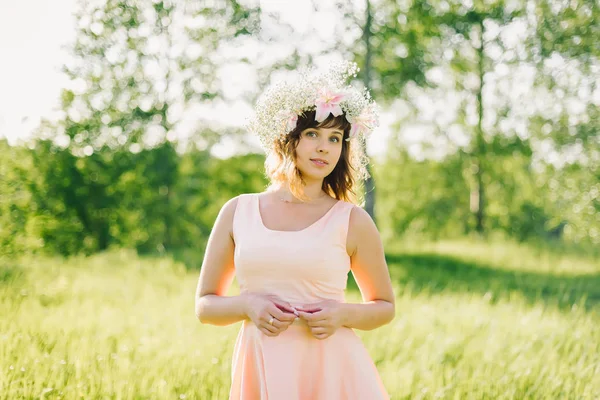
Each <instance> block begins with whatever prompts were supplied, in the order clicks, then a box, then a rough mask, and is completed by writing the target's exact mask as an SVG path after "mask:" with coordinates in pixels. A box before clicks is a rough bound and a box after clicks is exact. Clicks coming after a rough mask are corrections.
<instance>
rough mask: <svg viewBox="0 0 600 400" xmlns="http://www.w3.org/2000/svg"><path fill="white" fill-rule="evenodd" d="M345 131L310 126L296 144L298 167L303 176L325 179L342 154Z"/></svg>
mask: <svg viewBox="0 0 600 400" xmlns="http://www.w3.org/2000/svg"><path fill="white" fill-rule="evenodd" d="M342 140H343V131H342V130H341V129H339V128H308V129H305V130H303V131H302V132H301V133H300V141H299V142H298V145H297V146H296V167H297V168H298V169H299V170H300V172H302V176H303V177H306V178H312V179H324V178H325V177H326V176H327V175H329V174H330V173H331V172H332V171H333V169H334V168H335V166H336V164H337V162H338V161H339V159H340V156H341V154H342Z"/></svg>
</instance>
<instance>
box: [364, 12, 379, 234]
mask: <svg viewBox="0 0 600 400" xmlns="http://www.w3.org/2000/svg"><path fill="white" fill-rule="evenodd" d="M372 21H373V17H372V15H371V1H370V0H367V8H366V19H365V26H364V29H363V40H364V41H365V48H366V53H365V66H364V74H363V78H364V81H363V83H364V85H365V87H367V88H370V86H371V24H372ZM364 150H365V154H366V152H367V149H366V143H365V149H364ZM367 171H368V172H369V178H367V180H366V181H365V211H367V213H369V215H370V216H371V218H372V219H373V221H375V223H377V220H376V218H375V179H374V178H373V172H372V171H373V169H372V168H371V165H370V164H369V165H368V166H367Z"/></svg>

### WRITTEN TASK:
Please copy the data above exactly; the pictures do not belong in the copy.

### WRITTEN ANSWER:
Each <instance> block begins with whatever prompts were supplied, in the order clicks, then a box, then a rough mask, and is completed by writing the target's exact mask as an SVG path after "mask:" with coordinates in pixels. A box before clicks is a rough bound and a box after clicks is exact. Clicks coming after a rough mask are corrections.
<instance>
rough mask: <svg viewBox="0 0 600 400" xmlns="http://www.w3.org/2000/svg"><path fill="white" fill-rule="evenodd" d="M345 131L310 126L296 144L298 167L303 176L325 179L342 154Z"/></svg>
mask: <svg viewBox="0 0 600 400" xmlns="http://www.w3.org/2000/svg"><path fill="white" fill-rule="evenodd" d="M342 140H343V131H342V130H341V129H339V128H308V129H305V130H303V131H302V132H301V133H300V141H299V142H298V145H297V146H296V167H297V168H298V169H299V170H300V172H302V176H303V177H306V178H312V179H324V178H325V177H326V176H327V175H329V174H330V173H331V172H332V171H333V169H334V168H335V166H336V164H337V162H338V161H339V159H340V156H341V154H342Z"/></svg>
</instance>
<instance>
box: [364, 12, 379, 234]
mask: <svg viewBox="0 0 600 400" xmlns="http://www.w3.org/2000/svg"><path fill="white" fill-rule="evenodd" d="M372 21H373V17H372V15H371V1H370V0H367V8H366V19H365V26H364V29H363V40H364V41H365V48H366V53H365V66H364V74H363V78H364V81H363V83H364V85H365V87H367V88H370V86H371V24H372ZM364 150H365V154H366V152H367V149H366V143H365V149H364ZM367 171H368V172H369V178H367V180H366V181H365V211H367V213H369V215H370V216H371V218H372V219H373V221H375V223H377V220H376V218H375V179H374V178H373V172H372V171H373V169H372V168H371V165H370V164H369V165H368V166H367Z"/></svg>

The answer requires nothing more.